Quote the rows below word for word, from the first line through the line that contains "39], [134, 38]]", including that line. Leave the pictures out of your answer.

--- start Recorded information ---

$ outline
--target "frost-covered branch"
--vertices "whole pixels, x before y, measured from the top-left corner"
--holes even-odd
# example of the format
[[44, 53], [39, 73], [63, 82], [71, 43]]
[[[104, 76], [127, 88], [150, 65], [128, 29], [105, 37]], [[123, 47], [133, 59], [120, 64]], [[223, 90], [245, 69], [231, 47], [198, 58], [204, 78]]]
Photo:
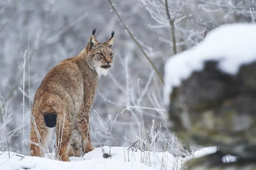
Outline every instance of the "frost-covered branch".
[[134, 37], [133, 36], [133, 34], [131, 33], [131, 31], [130, 31], [130, 30], [128, 28], [128, 27], [127, 27], [127, 26], [126, 26], [126, 25], [125, 24], [125, 23], [122, 20], [121, 18], [121, 17], [120, 16], [120, 15], [119, 14], [118, 14], [118, 13], [117, 12], [117, 11], [116, 10], [116, 8], [114, 7], [114, 4], [113, 4], [112, 3], [111, 0], [107, 0], [110, 4], [110, 5], [111, 6], [111, 8], [112, 8], [112, 10], [113, 10], [113, 11], [114, 11], [114, 12], [115, 13], [115, 14], [116, 14], [116, 16], [118, 18], [118, 19], [119, 20], [119, 21], [120, 21], [120, 22], [121, 23], [122, 25], [125, 27], [125, 30], [126, 30], [126, 31], [127, 31], [127, 33], [128, 33], [128, 34], [129, 34], [129, 35], [130, 36], [130, 37], [131, 38], [131, 39], [132, 39], [132, 40], [134, 40], [134, 41], [135, 42], [135, 43], [136, 44], [136, 45], [138, 46], [138, 47], [139, 47], [139, 48], [140, 50], [140, 51], [141, 51], [141, 52], [142, 53], [142, 54], [144, 55], [144, 56], [145, 56], [145, 57], [146, 58], [147, 60], [149, 62], [149, 63], [150, 63], [150, 64], [152, 66], [152, 67], [153, 67], [153, 68], [154, 68], [154, 69], [156, 73], [157, 73], [157, 76], [158, 76], [158, 77], [160, 79], [160, 80], [161, 81], [161, 82], [162, 82], [162, 83], [163, 85], [164, 84], [164, 82], [163, 81], [163, 77], [161, 76], [161, 74], [160, 74], [160, 73], [157, 71], [157, 68], [154, 65], [154, 63], [153, 63], [153, 62], [152, 62], [152, 61], [151, 61], [151, 60], [150, 60], [150, 59], [149, 58], [149, 57], [148, 57], [148, 55], [145, 53], [145, 52], [144, 51], [144, 50], [143, 49], [143, 48], [142, 48], [142, 47], [141, 47], [141, 46], [140, 45], [136, 40], [136, 39], [134, 38]]

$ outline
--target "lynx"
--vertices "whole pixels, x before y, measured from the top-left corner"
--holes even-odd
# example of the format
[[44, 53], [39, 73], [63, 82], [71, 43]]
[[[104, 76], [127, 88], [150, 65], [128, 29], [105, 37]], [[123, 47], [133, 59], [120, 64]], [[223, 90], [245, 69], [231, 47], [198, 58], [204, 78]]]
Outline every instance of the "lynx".
[[58, 160], [70, 161], [69, 156], [79, 156], [80, 146], [83, 154], [95, 148], [90, 139], [90, 110], [98, 79], [105, 76], [112, 65], [114, 34], [112, 31], [108, 41], [99, 43], [96, 31], [81, 52], [47, 74], [35, 93], [31, 114], [32, 156], [44, 156], [44, 148], [52, 129]]

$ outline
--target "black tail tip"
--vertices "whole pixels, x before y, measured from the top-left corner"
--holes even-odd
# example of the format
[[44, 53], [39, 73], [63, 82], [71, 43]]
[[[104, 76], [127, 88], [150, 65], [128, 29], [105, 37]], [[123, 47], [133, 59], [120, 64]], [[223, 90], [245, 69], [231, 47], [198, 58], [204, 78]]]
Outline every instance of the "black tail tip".
[[56, 126], [57, 114], [56, 113], [50, 113], [44, 115], [44, 122], [46, 126], [48, 128], [54, 128]]
[[111, 32], [111, 38], [112, 38], [113, 37], [114, 37], [114, 34], [115, 34], [115, 31], [112, 31]]
[[94, 28], [93, 30], [93, 35], [94, 35], [95, 32], [96, 32], [96, 28]]

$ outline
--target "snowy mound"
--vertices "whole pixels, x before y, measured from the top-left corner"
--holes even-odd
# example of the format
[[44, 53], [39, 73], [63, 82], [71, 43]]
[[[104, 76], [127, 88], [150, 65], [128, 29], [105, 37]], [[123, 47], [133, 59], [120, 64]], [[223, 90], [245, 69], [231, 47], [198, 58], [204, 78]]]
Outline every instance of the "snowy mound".
[[180, 170], [185, 163], [192, 159], [197, 158], [215, 153], [216, 147], [211, 147], [197, 151], [185, 158], [175, 157], [168, 152], [136, 152], [128, 150], [127, 147], [111, 147], [112, 156], [105, 158], [103, 153], [109, 154], [109, 147], [95, 149], [83, 157], [70, 157], [71, 162], [63, 162], [54, 160], [54, 153], [48, 153], [47, 158], [24, 156], [20, 154], [0, 152], [0, 169], [22, 170]]
[[218, 68], [233, 75], [241, 65], [256, 60], [256, 40], [254, 25], [226, 25], [211, 31], [196, 46], [172, 57], [164, 68], [164, 103], [169, 104], [172, 88], [179, 86], [193, 71], [202, 70], [206, 61], [218, 61]]

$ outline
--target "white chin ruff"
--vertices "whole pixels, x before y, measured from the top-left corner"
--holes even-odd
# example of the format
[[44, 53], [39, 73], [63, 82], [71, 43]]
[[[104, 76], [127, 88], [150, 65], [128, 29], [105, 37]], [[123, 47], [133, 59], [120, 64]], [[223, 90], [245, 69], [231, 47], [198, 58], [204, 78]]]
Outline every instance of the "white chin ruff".
[[98, 74], [98, 76], [99, 77], [100, 77], [100, 76], [103, 75], [104, 76], [106, 76], [107, 74], [108, 74], [108, 69], [105, 69], [101, 68], [99, 66], [98, 66], [96, 68], [96, 72], [97, 72], [97, 74]]

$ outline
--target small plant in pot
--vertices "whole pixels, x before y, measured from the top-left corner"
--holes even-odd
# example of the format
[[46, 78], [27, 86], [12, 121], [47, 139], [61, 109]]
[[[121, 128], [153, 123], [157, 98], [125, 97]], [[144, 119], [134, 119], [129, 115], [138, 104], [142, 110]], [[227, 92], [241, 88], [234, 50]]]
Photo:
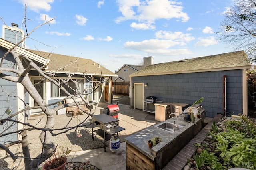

--- end Recorded information ---

Reply
$ outline
--target "frost-covered branch"
--vertices "whole pixels, x before y, measured from the top-left corner"
--holes even-odd
# example of the format
[[44, 53], [39, 73], [63, 82], [71, 43]]
[[[104, 76], [127, 88], [150, 65], [128, 29], [105, 37]], [[123, 47], [133, 59], [120, 64]], [[223, 90], [245, 69], [231, 47], [198, 58], [204, 78]]]
Photo:
Outline every instance of the "frost-covered branch".
[[134, 37], [133, 36], [133, 34], [131, 33], [131, 31], [130, 31], [130, 30], [128, 28], [128, 27], [127, 27], [127, 26], [126, 26], [126, 25], [125, 24], [125, 23], [122, 20], [121, 18], [121, 17], [120, 16], [120, 15], [119, 14], [118, 14], [118, 13], [117, 12], [117, 11], [116, 10], [116, 8], [114, 7], [114, 4], [113, 4], [112, 3], [111, 0], [107, 0], [110, 4], [110, 5], [111, 6], [111, 8], [112, 8], [112, 10], [113, 10], [113, 11], [114, 11], [114, 12], [115, 13], [115, 14], [116, 14], [116, 16], [118, 18], [118, 19], [119, 20], [119, 21], [120, 21], [120, 22], [121, 23], [122, 25], [125, 27], [125, 30], [126, 30], [126, 31], [127, 31], [127, 33], [128, 33], [128, 34], [129, 34], [129, 35], [130, 36], [130, 37], [131, 38], [131, 39], [132, 39], [132, 40], [134, 40], [134, 41], [135, 42], [135, 43], [136, 44], [136, 45], [138, 46], [138, 47], [139, 47], [139, 48], [140, 50], [140, 51], [141, 51], [141, 52], [142, 53], [142, 54], [144, 55], [144, 56], [145, 56], [145, 57], [146, 58], [147, 60], [149, 62], [149, 63], [150, 63], [150, 64], [152, 66], [152, 67], [153, 67], [153, 68], [154, 68], [154, 69], [156, 73], [157, 73], [157, 76], [158, 76], [158, 77], [160, 79], [160, 80], [161, 81], [161, 82], [162, 82], [162, 83], [163, 85], [164, 84], [164, 82], [163, 81], [163, 77], [161, 76], [161, 74], [160, 74], [160, 73], [157, 71], [157, 68], [154, 65], [154, 63], [153, 63], [153, 62], [152, 62], [152, 61], [151, 61], [151, 60], [150, 60], [150, 59], [149, 58], [149, 57], [148, 57], [148, 55], [145, 53], [145, 52], [144, 51], [144, 50], [143, 49], [143, 48], [142, 48], [142, 47], [141, 47], [141, 46], [140, 45], [136, 40], [136, 39], [134, 38]]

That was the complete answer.